-------- Provided material

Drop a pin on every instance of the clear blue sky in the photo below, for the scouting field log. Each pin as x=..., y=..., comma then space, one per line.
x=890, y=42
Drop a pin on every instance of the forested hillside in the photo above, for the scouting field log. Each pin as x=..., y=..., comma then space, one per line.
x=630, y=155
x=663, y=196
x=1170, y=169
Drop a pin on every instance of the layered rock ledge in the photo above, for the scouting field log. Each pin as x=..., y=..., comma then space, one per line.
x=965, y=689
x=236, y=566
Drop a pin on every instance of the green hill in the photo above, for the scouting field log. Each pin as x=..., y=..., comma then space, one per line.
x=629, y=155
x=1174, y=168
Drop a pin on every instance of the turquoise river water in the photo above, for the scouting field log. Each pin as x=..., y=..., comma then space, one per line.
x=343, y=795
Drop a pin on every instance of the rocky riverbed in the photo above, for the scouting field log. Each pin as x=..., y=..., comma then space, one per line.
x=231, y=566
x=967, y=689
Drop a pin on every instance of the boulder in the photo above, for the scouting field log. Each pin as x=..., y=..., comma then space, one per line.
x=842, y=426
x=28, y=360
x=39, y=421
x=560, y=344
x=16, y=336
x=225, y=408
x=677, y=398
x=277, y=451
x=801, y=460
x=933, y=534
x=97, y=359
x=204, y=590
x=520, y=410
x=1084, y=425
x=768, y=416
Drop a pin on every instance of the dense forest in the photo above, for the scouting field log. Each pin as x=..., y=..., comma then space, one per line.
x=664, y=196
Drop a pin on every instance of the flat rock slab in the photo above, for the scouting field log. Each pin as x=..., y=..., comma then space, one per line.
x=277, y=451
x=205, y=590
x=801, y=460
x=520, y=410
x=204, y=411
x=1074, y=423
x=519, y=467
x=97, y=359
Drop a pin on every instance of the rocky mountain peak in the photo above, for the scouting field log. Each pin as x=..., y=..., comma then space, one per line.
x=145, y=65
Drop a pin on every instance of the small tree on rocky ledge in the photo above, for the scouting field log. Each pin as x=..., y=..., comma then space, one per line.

----------------

> _What you should do_:
Rewrite the lines from the one containing "Drop a pin on every instance of the flat" through the last line, both included, keeping each request line unchanged. Shift every x and y coordinate in the answers up by 12.

> _Reply to the task_:
Drop a pin on every instance of the flat rock slab in the photo above, for the scouting field log. Each pin as x=..., y=..., comma then space, one per line.
x=289, y=463
x=217, y=602
x=813, y=472
x=532, y=422
x=216, y=423
x=1086, y=435
x=531, y=479
x=109, y=371
Drop a pin on every instance of the rocky mountain peak in the photo above, for the scouting field log. Each pin as x=..., y=..., comma then space, one per line.
x=157, y=77
Drop a pin on every instance of the small tree on rocky ledge in the photo above, for the scouting field log. Each pin as x=..., y=..., comma then space, one per line.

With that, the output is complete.